**What to do:** Your task is to transcribe the records exactly, skipping every image.

Image object location entries

● ● ● ●

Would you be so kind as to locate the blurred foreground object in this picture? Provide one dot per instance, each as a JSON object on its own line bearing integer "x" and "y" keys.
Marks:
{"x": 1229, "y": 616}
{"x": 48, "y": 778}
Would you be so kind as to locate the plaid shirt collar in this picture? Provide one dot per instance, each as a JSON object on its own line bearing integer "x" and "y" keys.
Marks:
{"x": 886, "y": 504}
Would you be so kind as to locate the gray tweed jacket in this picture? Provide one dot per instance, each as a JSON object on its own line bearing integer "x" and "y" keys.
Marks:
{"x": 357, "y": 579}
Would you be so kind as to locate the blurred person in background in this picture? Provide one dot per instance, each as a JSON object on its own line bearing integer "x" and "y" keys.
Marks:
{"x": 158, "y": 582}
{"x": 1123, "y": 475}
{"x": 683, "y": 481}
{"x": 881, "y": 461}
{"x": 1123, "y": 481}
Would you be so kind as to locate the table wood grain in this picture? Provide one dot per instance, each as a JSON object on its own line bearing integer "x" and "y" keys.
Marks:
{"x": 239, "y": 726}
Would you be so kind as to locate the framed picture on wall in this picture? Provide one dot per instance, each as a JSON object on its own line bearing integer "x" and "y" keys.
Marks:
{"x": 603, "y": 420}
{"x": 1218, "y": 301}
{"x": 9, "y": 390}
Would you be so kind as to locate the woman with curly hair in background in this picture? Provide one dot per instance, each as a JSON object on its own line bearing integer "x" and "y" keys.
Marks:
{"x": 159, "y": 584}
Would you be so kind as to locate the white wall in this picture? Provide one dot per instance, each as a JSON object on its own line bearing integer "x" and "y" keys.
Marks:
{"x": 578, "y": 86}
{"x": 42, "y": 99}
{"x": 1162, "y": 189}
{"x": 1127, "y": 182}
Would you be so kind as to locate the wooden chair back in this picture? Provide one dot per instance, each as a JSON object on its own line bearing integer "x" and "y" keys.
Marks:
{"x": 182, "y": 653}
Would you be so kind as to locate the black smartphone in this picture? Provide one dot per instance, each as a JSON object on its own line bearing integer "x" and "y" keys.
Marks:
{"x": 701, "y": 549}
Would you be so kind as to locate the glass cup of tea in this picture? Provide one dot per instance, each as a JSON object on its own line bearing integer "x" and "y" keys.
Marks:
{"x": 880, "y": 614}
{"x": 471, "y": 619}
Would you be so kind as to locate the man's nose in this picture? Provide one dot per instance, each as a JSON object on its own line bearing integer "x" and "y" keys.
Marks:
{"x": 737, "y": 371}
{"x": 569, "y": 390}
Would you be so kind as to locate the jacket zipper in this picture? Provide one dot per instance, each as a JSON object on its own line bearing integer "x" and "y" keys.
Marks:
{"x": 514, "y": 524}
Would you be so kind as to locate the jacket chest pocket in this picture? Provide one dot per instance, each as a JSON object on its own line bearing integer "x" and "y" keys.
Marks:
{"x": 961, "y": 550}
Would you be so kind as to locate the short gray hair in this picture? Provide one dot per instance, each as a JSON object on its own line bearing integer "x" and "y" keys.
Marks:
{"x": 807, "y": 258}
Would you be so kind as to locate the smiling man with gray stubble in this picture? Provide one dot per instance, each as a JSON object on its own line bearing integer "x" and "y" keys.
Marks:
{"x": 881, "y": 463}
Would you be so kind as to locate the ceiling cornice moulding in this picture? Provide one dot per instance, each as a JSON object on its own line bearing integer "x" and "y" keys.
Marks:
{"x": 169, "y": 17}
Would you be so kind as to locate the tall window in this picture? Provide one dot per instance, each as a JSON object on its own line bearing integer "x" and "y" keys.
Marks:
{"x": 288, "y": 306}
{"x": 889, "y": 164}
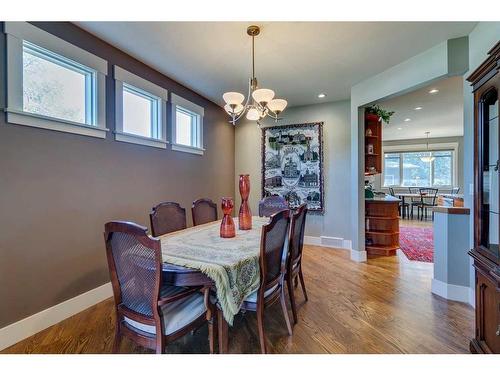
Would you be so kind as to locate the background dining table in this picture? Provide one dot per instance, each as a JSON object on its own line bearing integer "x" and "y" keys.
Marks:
{"x": 231, "y": 264}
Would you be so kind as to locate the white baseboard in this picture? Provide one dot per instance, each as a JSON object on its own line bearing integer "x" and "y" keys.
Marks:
{"x": 38, "y": 322}
{"x": 327, "y": 241}
{"x": 358, "y": 256}
{"x": 450, "y": 291}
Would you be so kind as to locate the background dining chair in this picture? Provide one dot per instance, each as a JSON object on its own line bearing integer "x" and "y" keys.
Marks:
{"x": 270, "y": 205}
{"x": 402, "y": 207}
{"x": 167, "y": 217}
{"x": 428, "y": 197}
{"x": 147, "y": 311}
{"x": 272, "y": 273}
{"x": 294, "y": 260}
{"x": 414, "y": 202}
{"x": 203, "y": 211}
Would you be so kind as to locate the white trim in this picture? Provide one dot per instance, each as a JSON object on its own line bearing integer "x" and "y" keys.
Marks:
{"x": 45, "y": 122}
{"x": 189, "y": 149}
{"x": 450, "y": 291}
{"x": 38, "y": 322}
{"x": 140, "y": 140}
{"x": 358, "y": 256}
{"x": 123, "y": 75}
{"x": 26, "y": 31}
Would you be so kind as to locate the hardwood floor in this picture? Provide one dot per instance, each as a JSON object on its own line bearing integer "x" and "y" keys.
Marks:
{"x": 382, "y": 306}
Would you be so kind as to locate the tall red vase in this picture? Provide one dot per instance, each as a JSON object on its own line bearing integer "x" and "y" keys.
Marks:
{"x": 245, "y": 215}
{"x": 227, "y": 229}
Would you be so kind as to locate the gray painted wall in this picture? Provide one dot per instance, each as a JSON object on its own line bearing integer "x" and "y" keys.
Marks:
{"x": 58, "y": 190}
{"x": 336, "y": 133}
{"x": 459, "y": 156}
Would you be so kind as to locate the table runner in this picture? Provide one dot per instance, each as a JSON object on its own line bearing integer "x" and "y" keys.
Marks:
{"x": 232, "y": 263}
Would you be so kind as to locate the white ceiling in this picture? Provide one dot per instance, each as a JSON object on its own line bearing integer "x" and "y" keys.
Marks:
{"x": 296, "y": 59}
{"x": 441, "y": 113}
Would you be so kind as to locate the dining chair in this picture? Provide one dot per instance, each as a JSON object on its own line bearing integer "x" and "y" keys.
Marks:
{"x": 402, "y": 207}
{"x": 414, "y": 202}
{"x": 167, "y": 217}
{"x": 270, "y": 205}
{"x": 203, "y": 211}
{"x": 294, "y": 259}
{"x": 428, "y": 198}
{"x": 272, "y": 273}
{"x": 149, "y": 312}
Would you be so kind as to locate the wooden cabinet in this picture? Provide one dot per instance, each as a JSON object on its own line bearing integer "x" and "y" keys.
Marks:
{"x": 486, "y": 252}
{"x": 382, "y": 226}
{"x": 373, "y": 144}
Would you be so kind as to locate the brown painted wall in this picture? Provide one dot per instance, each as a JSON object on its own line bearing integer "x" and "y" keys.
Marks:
{"x": 57, "y": 190}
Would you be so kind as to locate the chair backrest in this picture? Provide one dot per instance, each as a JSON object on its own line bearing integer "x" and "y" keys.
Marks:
{"x": 272, "y": 246}
{"x": 134, "y": 261}
{"x": 296, "y": 240}
{"x": 167, "y": 217}
{"x": 429, "y": 194}
{"x": 203, "y": 211}
{"x": 270, "y": 205}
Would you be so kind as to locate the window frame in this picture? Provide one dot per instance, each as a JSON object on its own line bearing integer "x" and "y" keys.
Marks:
{"x": 432, "y": 147}
{"x": 192, "y": 109}
{"x": 127, "y": 81}
{"x": 56, "y": 50}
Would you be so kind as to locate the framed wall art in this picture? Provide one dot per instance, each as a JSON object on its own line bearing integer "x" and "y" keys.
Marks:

● ● ● ●

**Expected answer:**
Would you be so kind as to locate the blurred foreground object in this picture? Provide one dot per instance, each as a JSON object on its own line bearing integer "x" and "y" keys.
Marks:
{"x": 1229, "y": 616}
{"x": 48, "y": 778}
Would you be so kind as to locate the plaid shirt collar in this picture? Provide one dot per instance, each as a JSON object on its own line bearing integer "x" and "y" keys.
Marks:
{"x": 886, "y": 504}
Would you be so kind as to locate the gray tweed jacket in this picture? Provide one dot per instance, each as a JSON object on its own line bearing integer "x" and "y" keys.
Marks:
{"x": 357, "y": 579}
Would you be so kind as to locate the blurred person in background in this picture? Provide one dot per instance, each as a JSON object on its own line bearing integer "x" and "y" keys.
Marks:
{"x": 158, "y": 582}
{"x": 1123, "y": 475}
{"x": 683, "y": 481}
{"x": 881, "y": 461}
{"x": 1123, "y": 481}
Would you be so kind as to locate the table wood grain in this picture? Provide one dot per instance, each as a JSON object on its own line bearing integer "x" and "y" keys.
Marks:
{"x": 239, "y": 726}
Would you be so kind as to locate the framed picture on wall in this picture? Provide one dot per instance, each as a JSON object on its own line bearing integer "x" and "y" keys.
Marks:
{"x": 603, "y": 420}
{"x": 1218, "y": 301}
{"x": 9, "y": 390}
Would you be so kind as to locate the woman with curly hair in background in this picture? Provide one dot per instance, each as a JSON object on its own line bearing integer "x" and "y" keys.
Marks:
{"x": 159, "y": 584}
Would you be so kind as to locate the white wall in this picture? Provide one dot per instance, each as a JSON object on its own line bearing integer "x" and "y" keys.
Marks:
{"x": 578, "y": 86}
{"x": 42, "y": 99}
{"x": 1162, "y": 189}
{"x": 1127, "y": 182}
Would you be so kind as to locate the wooden chair back in this picture? Provide one dot per instance, each as a JSON object on its own line bearing integer "x" and "y" keys.
Marks:
{"x": 182, "y": 653}
Would you be so kind as to locate the black smartphone in this picture? Provide one dot per instance, each as a JSON object on its own line bearing integer "x" and "y" keys.
Marks:
{"x": 701, "y": 549}
Would you be so kind as to locate the glass cup of tea in this picture? Provide one dot per instance, each as a JSON object on its own line bearing integer "x" and "y" keys.
Marks:
{"x": 880, "y": 614}
{"x": 471, "y": 619}
Would you be so kind as to locate the man's nose in this picture? Provide one dot per instance, each as a JSON object on its own line bearing integer "x" and "y" keys.
Marks:
{"x": 737, "y": 371}
{"x": 569, "y": 390}
Would you be so kind as to locate the jacket zipper in this picture? Provide one dot per instance, each as a JSON object on its own line bearing integer "x" and "y" keys.
Marks:
{"x": 514, "y": 524}
Would you be so kind as to locate the jacket chest pocket in this picture? Provide one dot per instance, each as a JSON object on its own line bearing integer "x" and "y" keys.
Marks:
{"x": 961, "y": 550}
Would you be so kind as to locate the short gray hair in this picture? Provide one dot per instance, each as a JSON object on its own line bearing integer "x" and "y" keys.
Marks:
{"x": 807, "y": 258}
Would you be so kind as to locate the smiling man with gray stubble in this picture? Provide one dot per instance, each as a JSON object on its own line bearing integer "x" and "y" keys.
Marks:
{"x": 881, "y": 463}
Would you be so kind as to locate the ceiling cornice moulding in this picture? Provide one dot per instance, each as a JSON object on its own line bearing integer "x" and "y" keys.
Marks:
{"x": 169, "y": 17}
Would you be so kind as to locate the tall window in this picture? Provide one dot per instance, each as a JSON object on its own line bearing integer "x" and "y" keys.
Marks:
{"x": 288, "y": 306}
{"x": 889, "y": 164}
Would you be so kind as to locate the background dining table in this picture? Provide one dot per instance, each as a JSON object on its own line bearing integer "x" and "y" keys.
Marks:
{"x": 231, "y": 264}
Would you be so kind as to locate the white baseboard in this picture? Provide one dot per instance, each as a JSON object on its own line bearing integer "x" and "y" keys.
Marks:
{"x": 38, "y": 322}
{"x": 327, "y": 241}
{"x": 358, "y": 256}
{"x": 450, "y": 291}
Would you be so kind as to locate the background dining chair in this picture? Provide one dot per instance, each as a JSON object on its own line bearing integer "x" and "y" keys.
Marks:
{"x": 270, "y": 205}
{"x": 402, "y": 207}
{"x": 167, "y": 217}
{"x": 428, "y": 197}
{"x": 147, "y": 311}
{"x": 272, "y": 273}
{"x": 294, "y": 260}
{"x": 414, "y": 202}
{"x": 203, "y": 211}
Would you be so kind as to locate the white trim in this picture? Provide one dot per instance, each as a JSON object on its own line bearing integer "x" and "y" keys.
Marks:
{"x": 45, "y": 122}
{"x": 189, "y": 149}
{"x": 450, "y": 291}
{"x": 38, "y": 322}
{"x": 140, "y": 140}
{"x": 358, "y": 256}
{"x": 123, "y": 75}
{"x": 26, "y": 31}
Would you be so kind as to locate the hardwood floor in this picture? Provide one dot per instance, each as a JSON object on its own line bearing integer "x" and "y" keys.
Marks:
{"x": 382, "y": 306}
Would you be so kind as to locate the tall red vase in this picture? Provide one dot per instance, each as a JSON object on its own line bearing integer "x" and "y" keys.
Marks:
{"x": 245, "y": 215}
{"x": 227, "y": 229}
Would you be so kind as to locate the gray painted wall in this picture? Provide one dot per instance, each as a JSON object on its own line bearing integer "x" and "y" keys.
Marks:
{"x": 58, "y": 190}
{"x": 336, "y": 133}
{"x": 459, "y": 156}
Would you be so kind as to locate the table runner in this picture? Provide one dot per instance, each as a JSON object on its own line bearing integer "x" and "y" keys.
Marks:
{"x": 232, "y": 263}
Would you be so kind as to locate the white ceiling in this picture? Provide one dot per instance, each as a JSON object on its own line bearing integer "x" and "y" keys.
Marks:
{"x": 296, "y": 59}
{"x": 441, "y": 113}
Would you be so kind as to locate the dining chair in this picture? Provide one dot per instance, each as a JSON object on its own line bearing integer "x" and "y" keys.
Marks:
{"x": 402, "y": 207}
{"x": 414, "y": 202}
{"x": 167, "y": 217}
{"x": 270, "y": 205}
{"x": 203, "y": 211}
{"x": 294, "y": 259}
{"x": 428, "y": 198}
{"x": 272, "y": 273}
{"x": 149, "y": 312}
Would you be so kind as to locate the wooden cabinet in this picture? Provide one dot per instance, each as a JSON object on its own line bearing integer "x" and "y" keys.
Marks:
{"x": 486, "y": 252}
{"x": 382, "y": 226}
{"x": 373, "y": 144}
Would you be so kind as to locate the brown painted wall in this picture? Provide one dot per instance, each as a JSON object on its own line bearing integer "x" and "y" keys.
Marks:
{"x": 57, "y": 190}
Would you be so kind as to locate the chair backrest in this picture? Provide one dot per instance, each as a JSON object on its own line bearing integer "x" and "y" keys.
Marks:
{"x": 272, "y": 246}
{"x": 134, "y": 261}
{"x": 296, "y": 240}
{"x": 167, "y": 217}
{"x": 429, "y": 194}
{"x": 203, "y": 211}
{"x": 270, "y": 205}
Would you be so kind as to locate the window frame in this picture? Provide one dot per instance, each as a JSON object on its own line bearing integer "x" and "y" keys.
Marks:
{"x": 432, "y": 147}
{"x": 192, "y": 109}
{"x": 127, "y": 81}
{"x": 56, "y": 50}
Would you be so kind as to locate the framed wall art in this picture? Provide one dot per instance, each as a JSON object on its own line bearing integer "x" and "y" keys.
Marks:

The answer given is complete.